(Excerpts of pointing data)

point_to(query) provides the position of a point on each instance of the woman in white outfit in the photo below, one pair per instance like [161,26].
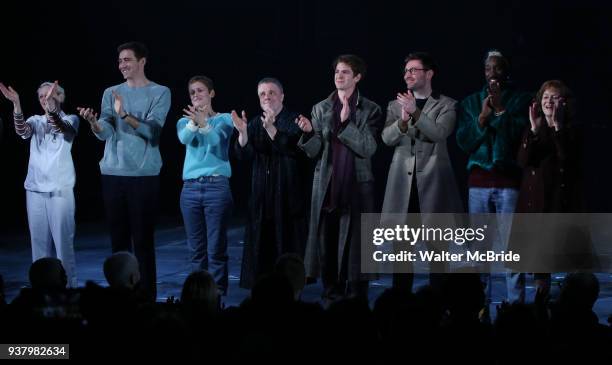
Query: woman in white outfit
[50,181]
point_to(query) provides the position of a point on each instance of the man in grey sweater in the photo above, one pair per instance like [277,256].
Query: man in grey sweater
[131,120]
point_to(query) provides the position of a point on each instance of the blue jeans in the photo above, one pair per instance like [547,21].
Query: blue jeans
[499,200]
[206,203]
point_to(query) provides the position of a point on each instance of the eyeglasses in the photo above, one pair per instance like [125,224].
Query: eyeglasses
[413,70]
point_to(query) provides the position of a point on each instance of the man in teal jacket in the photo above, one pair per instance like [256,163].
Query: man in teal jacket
[489,130]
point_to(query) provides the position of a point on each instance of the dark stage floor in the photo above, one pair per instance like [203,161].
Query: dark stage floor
[93,246]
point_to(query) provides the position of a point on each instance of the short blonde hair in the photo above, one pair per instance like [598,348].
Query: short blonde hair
[60,91]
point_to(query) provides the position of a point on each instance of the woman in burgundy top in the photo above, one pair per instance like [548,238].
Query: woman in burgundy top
[550,155]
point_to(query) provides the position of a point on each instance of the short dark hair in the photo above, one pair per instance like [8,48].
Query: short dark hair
[566,93]
[271,80]
[139,49]
[356,63]
[207,81]
[505,62]
[426,59]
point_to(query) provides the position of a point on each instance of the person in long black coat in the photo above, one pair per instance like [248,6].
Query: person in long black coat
[276,215]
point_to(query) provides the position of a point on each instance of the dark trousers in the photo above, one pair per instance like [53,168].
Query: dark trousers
[341,276]
[405,281]
[131,204]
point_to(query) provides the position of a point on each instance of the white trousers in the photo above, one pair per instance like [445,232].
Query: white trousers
[51,222]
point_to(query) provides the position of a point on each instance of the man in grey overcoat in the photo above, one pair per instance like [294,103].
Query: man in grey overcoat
[340,136]
[421,178]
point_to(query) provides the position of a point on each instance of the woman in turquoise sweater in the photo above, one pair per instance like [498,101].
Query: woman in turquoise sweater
[206,199]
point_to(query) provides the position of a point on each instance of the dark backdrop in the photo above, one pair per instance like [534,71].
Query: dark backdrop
[237,43]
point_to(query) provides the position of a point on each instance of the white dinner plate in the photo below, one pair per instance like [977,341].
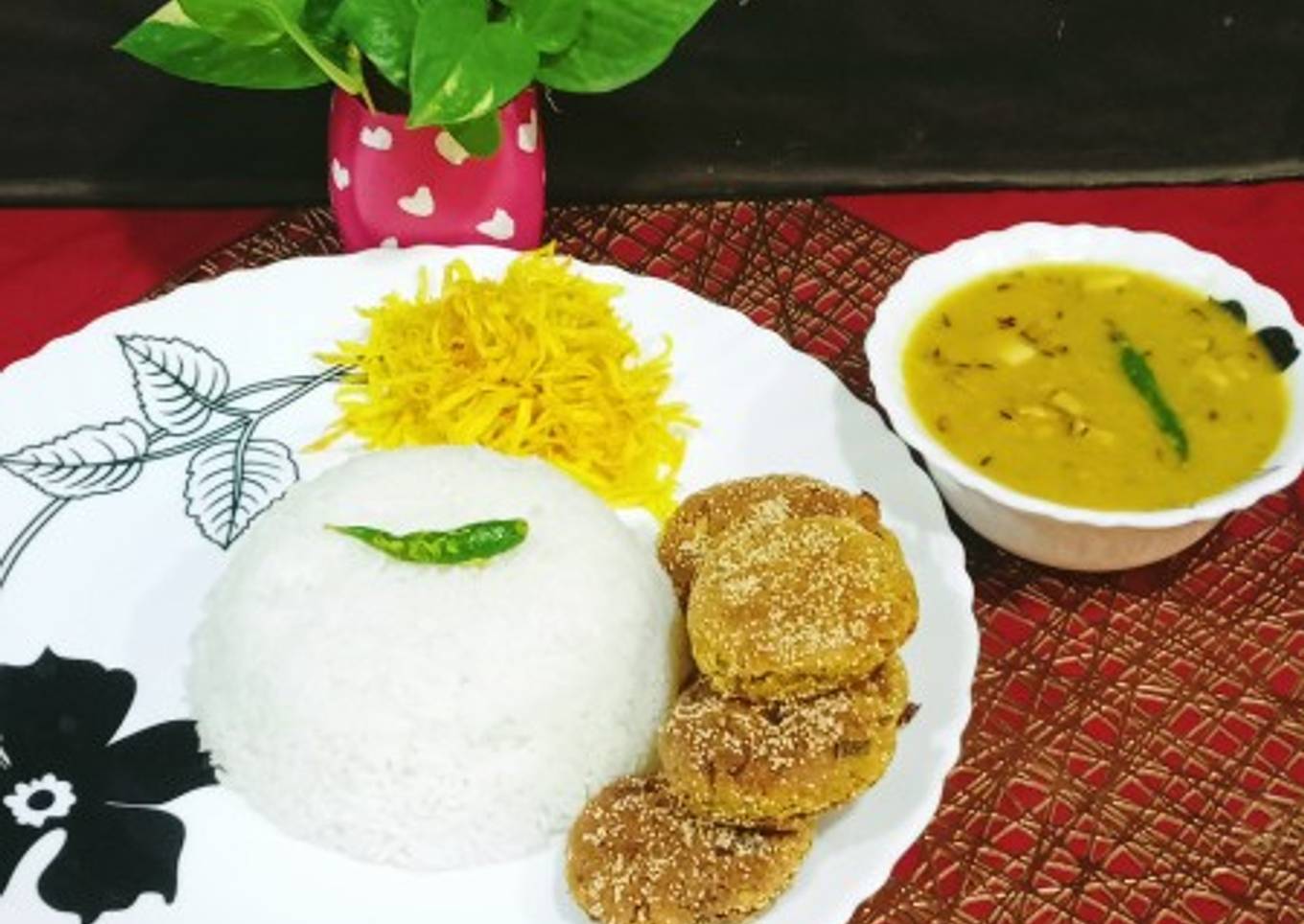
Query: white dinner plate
[111,531]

◆ Exercise directions ◆
The records above must be transcribed exactly. Pictures are left out of the copy.

◆ Result ◆
point_to(query) provides the position of a point on each instance of the woman in white outfit in the photo below, one pair per instance like [161,26].
Query: woman in white outfit
[50,181]
point_to(query) provides the position of a point on each instance of the man in grey sweater in the photo above, one pair per instance like [277,256].
Query: man in grey sweater
[131,120]
point_to(query) provides the position of a point on each instance of the blue jeans in the photo above, one pair per instance like [547,21].
Query: blue jeans
[499,200]
[206,203]
point_to(query) provides the position of a point on each instance of the eyeglasses in the photo above, one pair per instance like [125,224].
Query: eyeglasses
[413,70]
point_to(query) provides the position of a point on each instance of the man in teal jacket in the photo above, one pair per instance like [256,163].
Query: man in teal jacket
[489,130]
point_to(query) provides the position of a point on each instance of the dark stage floor in the photo above, one pair per instance like [203,161].
Query: dark stage floor
[93,246]
point_to(query) provides the position of a point on each instance of the short blonde hair in the photo above, one pair per instance like [598,348].
Query: short blonde hair
[60,91]
point_to(query) provides the position of a point on each instance of the woman in burgundy top in the photo above, one pair per instance like [548,238].
Query: woman in burgundy top
[550,155]
point_to(query) provides the position of a point on each instance of the short dark hair in the photo above, one pair per instance like [8,48].
Query: short dark hair
[566,93]
[271,80]
[139,49]
[356,63]
[207,81]
[505,62]
[426,59]
point_to(query) provides the position of a point on each instance of the person in long black coat in the photo above, one pair per instance like [248,6].
Query: person in long black coat
[276,215]
point_to(query) provides the position of a point on each instance of the dark trousers in the photo above, one pair per instance like [53,168].
Query: dark trousers
[341,276]
[405,281]
[131,204]
point_to(query) provides the position of a point on each instance of the white trousers in the photo above, one pair per instance like [445,232].
Query: white trousers
[51,222]
point_to(query) provides the position of a point on each instance of the man in grey overcoat in the photo above, one pair per instance like [294,103].
Query: man in grey overcoat
[340,136]
[421,178]
point_to(query) provides the position of a point on each instance of the woman in turquoise sweater in the photo above, one pair per instance like [498,101].
Query: woman in turquoise sweater
[206,199]
point_to(query) provides the position of a point on each instance of the dark backdrop in the photo above, one pair per instance like [534,71].
Query: dark backdrop
[237,43]
point_to(query) provides the position of a point on each instance of the white dinner plate in the photo below, one pair per instance like [977,341].
Query: white dinner plate
[111,531]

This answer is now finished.